___ TEXT SEGMENT ___

Despite their novelty, P2P lending and ECF do not operate outside of regulatory oversight altogether. IOSCO points out that, "P2P lending platforms often are issuers of securities of interests in collective investment schemes, and consequently, often enter the securities regulatory remit.”  Firms employing ECF tend to be smaller than those taking the usual IPO route to raise capital. But they are still engaging in public offerings of securities, albeit in a non-traditional way, and regulators have taken notice.

IOSCO has determined initially that these alternative financing platforms are presently too small and insufficiently interconnected to pose systemic risks to the global financial system. But they warn that growth in P2P lending and ECF could in a short time create or transmit risks well outside their more local financial markets.

"As for interconnectedness with other parts of the financial system, securitization of P2P loans is increasing in certain markets such as the U.S., and bank involvement is growing. This opens the P2P lending market to new investment but also connects the rest of the financial market to exposure to packaged P2P loans that are often unsecured. While this segment of the market is still small, and therefore currently not a source of systemic risk, it may warrant continued monitoring."

 

Retail Trading and Investment Platforms

As technology becomes more ubiquitous and affordable, online investment and trading platforms have become more common as traditional brokerage firms compete to provide their clients with trading and distribution platforms. In addition to online brokerage, asset management, and exchange-based platforms, brokerage firms are now providing their customers with new analysis and comparison tools, automated or artificial intelligence (AI) driven investment advice, as well as ways to interact and share information with others via social media.

IOSCO warns that, as with any online or cloud-based platform, all of these are vulnerable to cybersecurity risks. They also warn that over-reliance on computerized or algorithmically derived investment advice could lead to recommending unsuitable investments on the part of their clients. Computers have come a long way, IOSCO seems to be saying, but they have not yet replaced the judgment of human advisers and brokers. Regulators, IOSCO found, are struggling to marshal the expertise necessary to evaluate investment advice algorithms and AI advice applications.

"As retail trading and investment platforms grow in number and size and the advice rendered and the automation involved becomes more complex, traditional sample audits may become less adequate. Regulators may need to hire specialized staff that understands and can assess the technology and algorithms driving the trading and advice. Regulators may also need to adopt a different approach towards surveillance, including asking for more frequent or different data filings."

 

Institutional Trading Platforms

IOSCO’s surveys revealed that institutional participants in fixed income markets are more and more employing fintech solutions for electronic trading. They note, however, that multiple and sometimes competing protocols are emerging to promote price discovery, including order books with live and executable orders, session-based trading, and platform-determined midpoint pricing. These new platforms and technology providers are increasingly focusing on identifying and matching firm orders (rather than quotes) and connecting all market participants (including buy-side to buy-side). This proliferation of market protocols and trading venues has introduced a buyer’s dilemma of sorts for institutional investors in the fixed income market, highlighting the need for ways to make these various systems communicate with one another:

"The recent proliferation of electronic trading platforms has created a set of challenges for market participants in identifying which are the best counterparties and platforms to utilize for any given trade. These challenges highlight the importance of addressing connectivity as a market infrastructure issue in order to provide access to appropriate platforms and counterparties, as well as to allow aggregation and search functions across individual liquidity pools.”

___

# EXERCISE TASKS:
**1)** Render the records as a Markdown table with columns Row and Line, beginning at the start of the records and stopping after the line that contains "[[418, 298]]". Skip blank lines and leave out the pictures.
**2)** Write the next part of the passage on fintech regulation, picking up after its final sentence.
The text and the records have no connection to each other.

___ LISTED ENTRIES ___

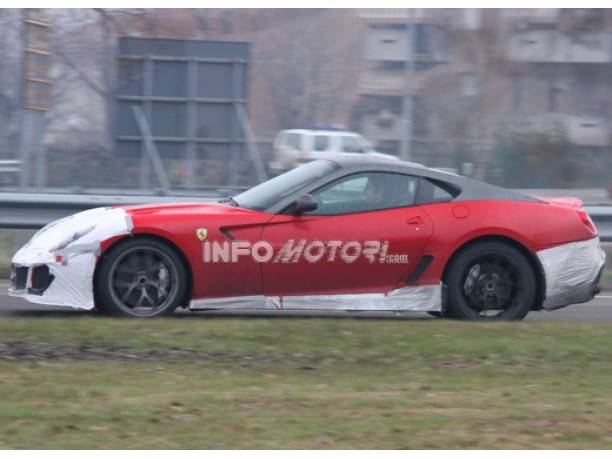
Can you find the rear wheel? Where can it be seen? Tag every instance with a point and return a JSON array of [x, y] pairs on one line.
[[140, 278], [490, 281]]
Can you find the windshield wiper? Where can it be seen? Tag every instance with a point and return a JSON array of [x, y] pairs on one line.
[[229, 200]]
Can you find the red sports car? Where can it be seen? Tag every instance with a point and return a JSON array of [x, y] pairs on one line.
[[352, 233]]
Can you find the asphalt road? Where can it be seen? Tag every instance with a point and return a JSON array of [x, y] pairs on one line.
[[598, 310]]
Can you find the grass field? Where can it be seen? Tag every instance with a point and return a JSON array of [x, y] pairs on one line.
[[295, 383]]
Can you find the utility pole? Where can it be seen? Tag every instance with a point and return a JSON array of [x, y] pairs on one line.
[[36, 92], [407, 109]]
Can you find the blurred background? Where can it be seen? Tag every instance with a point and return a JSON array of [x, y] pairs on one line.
[[193, 98]]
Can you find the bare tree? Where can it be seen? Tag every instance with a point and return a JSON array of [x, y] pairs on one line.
[[305, 67]]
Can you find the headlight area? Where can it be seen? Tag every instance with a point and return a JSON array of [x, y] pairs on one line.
[[34, 280]]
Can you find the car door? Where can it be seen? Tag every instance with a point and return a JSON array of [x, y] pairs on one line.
[[348, 244]]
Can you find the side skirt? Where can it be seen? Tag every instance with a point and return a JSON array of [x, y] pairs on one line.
[[418, 298]]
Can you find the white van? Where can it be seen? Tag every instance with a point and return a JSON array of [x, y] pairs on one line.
[[293, 147]]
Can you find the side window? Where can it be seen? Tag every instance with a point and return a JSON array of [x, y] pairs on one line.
[[366, 192], [435, 191], [321, 142], [352, 145]]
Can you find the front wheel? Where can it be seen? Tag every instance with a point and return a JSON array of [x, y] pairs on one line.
[[490, 281], [140, 278]]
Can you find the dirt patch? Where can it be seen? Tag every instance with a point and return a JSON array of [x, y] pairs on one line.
[[20, 353]]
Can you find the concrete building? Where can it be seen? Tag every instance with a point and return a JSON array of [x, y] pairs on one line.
[[480, 72]]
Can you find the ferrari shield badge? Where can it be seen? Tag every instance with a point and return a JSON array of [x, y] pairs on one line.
[[202, 233]]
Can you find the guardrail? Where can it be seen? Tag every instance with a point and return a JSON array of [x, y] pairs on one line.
[[32, 211]]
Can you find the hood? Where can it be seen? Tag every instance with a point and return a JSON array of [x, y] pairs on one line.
[[204, 208]]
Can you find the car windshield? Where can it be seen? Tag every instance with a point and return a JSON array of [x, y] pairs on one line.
[[268, 193]]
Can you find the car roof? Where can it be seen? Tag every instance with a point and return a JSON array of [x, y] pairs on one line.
[[471, 190], [320, 131]]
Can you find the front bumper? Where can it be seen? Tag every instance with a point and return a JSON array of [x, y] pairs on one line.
[[63, 276], [572, 272]]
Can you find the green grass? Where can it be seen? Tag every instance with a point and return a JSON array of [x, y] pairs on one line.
[[294, 383]]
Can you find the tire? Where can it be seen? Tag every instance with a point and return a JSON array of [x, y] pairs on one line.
[[140, 278], [490, 281]]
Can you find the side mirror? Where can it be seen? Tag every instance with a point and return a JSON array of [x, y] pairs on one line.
[[305, 203]]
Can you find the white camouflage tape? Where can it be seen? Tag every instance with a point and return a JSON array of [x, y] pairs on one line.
[[419, 298], [69, 248], [571, 271]]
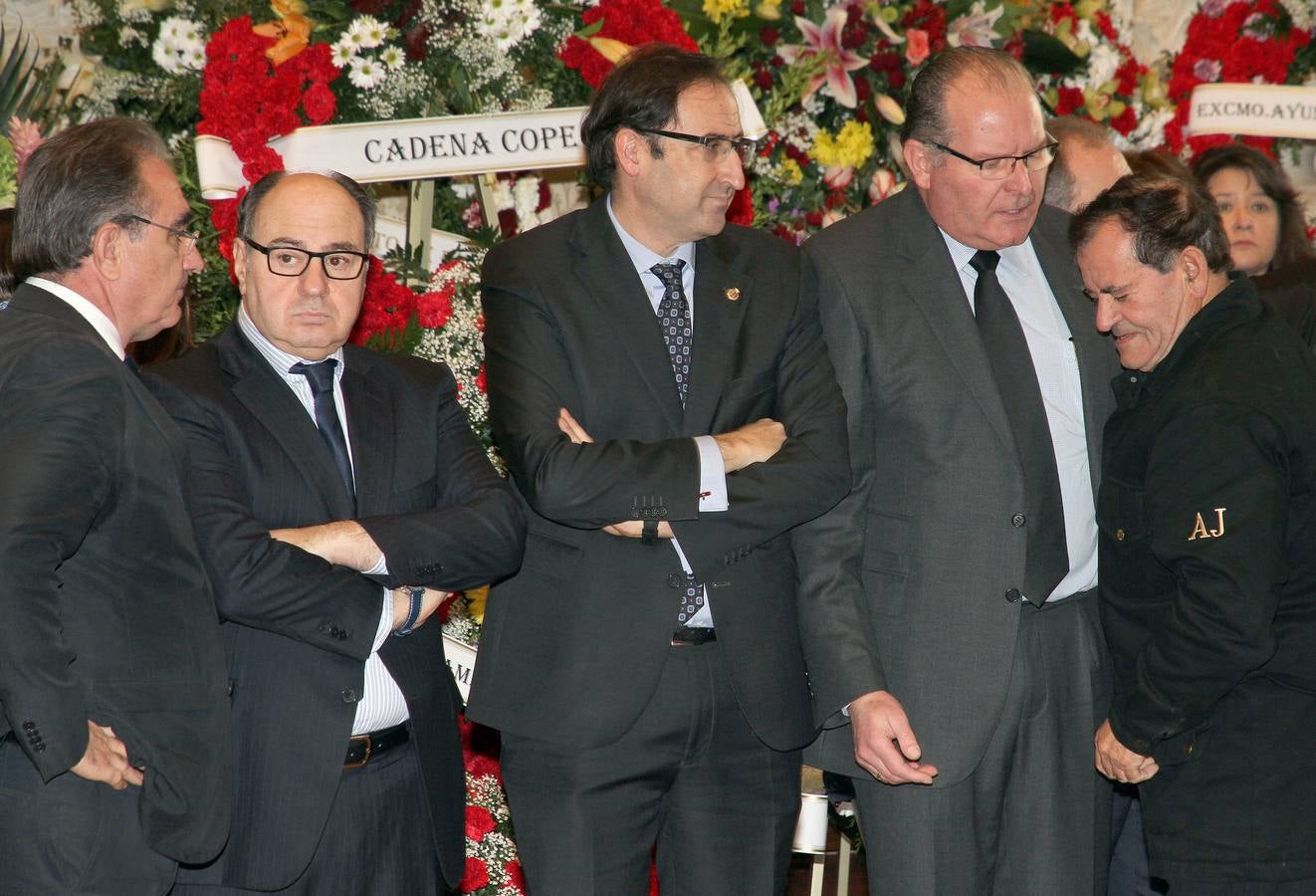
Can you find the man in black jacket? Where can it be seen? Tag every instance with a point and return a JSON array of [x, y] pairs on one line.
[[1206, 518], [113, 717]]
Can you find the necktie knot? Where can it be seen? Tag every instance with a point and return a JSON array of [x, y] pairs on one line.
[[985, 260], [669, 271], [319, 375]]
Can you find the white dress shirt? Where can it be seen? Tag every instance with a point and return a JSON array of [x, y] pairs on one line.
[[94, 316], [712, 475], [1055, 362], [382, 704]]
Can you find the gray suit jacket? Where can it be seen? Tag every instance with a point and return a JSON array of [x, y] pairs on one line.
[[911, 568]]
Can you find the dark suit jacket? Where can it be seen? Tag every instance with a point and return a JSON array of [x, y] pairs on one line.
[[107, 613], [914, 565], [572, 646], [298, 630]]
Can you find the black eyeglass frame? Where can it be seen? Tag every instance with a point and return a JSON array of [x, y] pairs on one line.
[[1014, 159], [741, 146], [311, 256], [183, 236]]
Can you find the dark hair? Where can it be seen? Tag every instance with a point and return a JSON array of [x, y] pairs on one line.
[[1292, 245], [926, 112], [74, 183], [1157, 162], [641, 93], [1069, 131], [1165, 215], [256, 193]]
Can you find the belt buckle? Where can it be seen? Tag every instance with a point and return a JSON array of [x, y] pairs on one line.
[[370, 749]]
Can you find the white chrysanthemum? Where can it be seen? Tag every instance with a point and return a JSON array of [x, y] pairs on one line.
[[342, 52], [366, 73], [367, 32], [1102, 64], [180, 46]]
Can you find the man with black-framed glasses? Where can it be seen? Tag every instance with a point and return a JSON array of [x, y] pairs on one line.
[[338, 494], [113, 715], [661, 392], [963, 669]]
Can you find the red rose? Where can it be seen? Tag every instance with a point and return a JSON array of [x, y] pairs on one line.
[[319, 103], [477, 875], [478, 822]]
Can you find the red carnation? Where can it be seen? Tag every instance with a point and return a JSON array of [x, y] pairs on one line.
[[477, 875]]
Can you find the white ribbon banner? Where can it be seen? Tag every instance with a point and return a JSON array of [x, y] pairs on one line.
[[1261, 110], [412, 149]]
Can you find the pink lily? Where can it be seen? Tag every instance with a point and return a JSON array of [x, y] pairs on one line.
[[822, 42]]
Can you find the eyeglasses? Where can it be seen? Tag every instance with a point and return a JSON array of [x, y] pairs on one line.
[[718, 147], [186, 238], [1001, 166], [286, 261]]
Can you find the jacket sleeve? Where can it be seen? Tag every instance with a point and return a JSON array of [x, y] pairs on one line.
[[61, 442], [834, 626]]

___

# SOLVED PROBLEMS:
**1)**
| Row | Line |
|---|---|
| 1 | Can you find the rear wheel? Where can it be seen? Tag every instance with a point and return a JSON array of [x, y] pairs on one line. |
| 2 | [[140, 278], [490, 281]] |
| 3 | Can you find the windshield wiper? Where can it be seen? Tag every instance with a point and return a JSON array of [x, y] pairs on one line. |
| 4 | [[229, 200]] |
| 5 | Can you find the red sports car? Where can it be seen? Tag every instance with a point and return a JSON array of [x, y] pairs on one line. |
| 6 | [[352, 233]] |
| 7 | Can you find the asphalt road? Where can it be seen? Tag every instance with a point and return a JSON array of [x, y] pairs on one line. |
| 8 | [[598, 310]] |
| 9 | Can you find the grass field? Where can it be seen? Tag every instance with a point and return a JSON array of [x, y] pairs on one line. |
| 10 | [[295, 383]] |
| 11 | Can you find the utility pole? Where can it be seen? Tag every instance with a point and return a JSON array of [x, y] pairs on one line. |
| 12 | [[36, 92], [407, 109]] |
| 13 | Can you find the blurred background? Where can it be seen? Tag every instance with a point and return a JSON array of [x, y] pairs on one line. |
| 14 | [[193, 98]] |
| 15 | Can you find the bare tree? Where can it be seen? Tag every instance with a point and return a JSON array of [x, y] pairs on one line. |
| 16 | [[305, 67]] |
| 17 | Can you find the headlight area? Where can it be seen? Tag every instance with a point and return a JSON array of [x, y] pairs on one line. |
| 18 | [[34, 280]] |
| 19 | Can you find the car door? Where can it be seen? Tag every instance with a point and return a JSON array of [x, y] pairs on one line. |
| 20 | [[348, 244]] |
| 21 | Can you find the side skirt? Where can it be seen? Tag every instance with a point and return a JSON array of [x, y] pairs on one line. |
| 22 | [[418, 298]] |

**2)**
The fragmented nature of the fixed income market coupled with recently increased electronification has also raised the importance of integrating these many platforms in order to allow re-aggregation of liquidity across disparate liquidity pools.

IOSCO also notes that regulators’ market monitoring activities have benefitted from the electronification of fixed income transaction data. At the same time, however, regulators face the similar challenges that institutional investors do regarding how to access so many different fixed income trading platforms and how to assess the comparability of the data from each.

 

Distributed Ledger Technologies

Distributed ledger technologies (DLT) are yet another facet of the move toward disintermediation being driven by fintech. IOSCO’s report finds a dramatic increase in interest in and use of DLT systems by mainstream financial institutions, with 80% of banks predicted to have started DLT initiatives by the end of 2017.  The authors point out that there is not just one kind of DLT technology, and banks and financial institutions are still working toward finding and refining DLT systems to make them useful on a large scale. While DLT and blockchain have been functioning in the context of Bitcoin for some time now, application of DLT and smart contracts still need some customization to make them suitable to do things like settle OTC derivatives, track repo transactions and rehypothecation, trade short-term debt, etc.

DLT platforms theoretically could reduce settlement times and costs and increase reliability and traceability of records. They could even benefit regulators by allowing of instantaneous and automatic reporting and creating unalterable audit trails that regulators could monitor at will.  DLT is still a very immature technology. And while it may benefit them in the long run, IOSCO believes that most legislators and regulators will not begin to develop oversight policies and regulations unless or until DLT use is more widespread.

 

Fintech Developments in Emerging Markets

IOSCO found that firms in emerging markets are embracing fintech due to the cheap cost of technology and the proliferation of mobile computing devices. Financial firms in emerging markets no longer have to build an infrastructure to reach customers and potential customers.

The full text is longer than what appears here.